[Start of section]
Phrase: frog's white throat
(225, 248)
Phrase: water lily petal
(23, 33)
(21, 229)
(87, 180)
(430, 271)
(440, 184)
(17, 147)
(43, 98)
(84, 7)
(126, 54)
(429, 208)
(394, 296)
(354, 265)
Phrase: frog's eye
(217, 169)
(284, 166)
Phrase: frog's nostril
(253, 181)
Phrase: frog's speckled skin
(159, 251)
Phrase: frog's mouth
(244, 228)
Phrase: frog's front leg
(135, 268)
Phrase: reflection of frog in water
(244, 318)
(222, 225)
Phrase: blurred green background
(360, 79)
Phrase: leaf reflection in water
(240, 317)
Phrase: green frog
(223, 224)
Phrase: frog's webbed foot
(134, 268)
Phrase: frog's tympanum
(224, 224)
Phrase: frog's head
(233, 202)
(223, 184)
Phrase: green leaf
[End of section]
## Exercise brief
Your job here is to copy the entries above exactly.

## Worked solution
Phrase: frog's white throat
(225, 248)
Phrase: water lily petal
(23, 33)
(21, 229)
(87, 180)
(430, 271)
(440, 184)
(17, 147)
(43, 98)
(84, 7)
(126, 54)
(429, 208)
(394, 296)
(354, 265)
Phrase: frog's eye
(217, 169)
(284, 166)
Phrase: frog's nostril
(253, 181)
Phrase: frog's speckled skin
(159, 251)
Phrase: frog's mouth
(244, 228)
Phrase: frog's front leg
(135, 268)
Phrase: reflection of frog in water
(244, 318)
(222, 225)
Phrase: blurred green background
(360, 79)
Phrase: leaf reflection in water
(240, 317)
Phrase: green frog
(223, 224)
Phrase: frog's webbed foot
(134, 268)
Phrase: frog's tympanum
(224, 224)
Phrase: frog's head
(233, 202)
(223, 184)
Phrase: green leaf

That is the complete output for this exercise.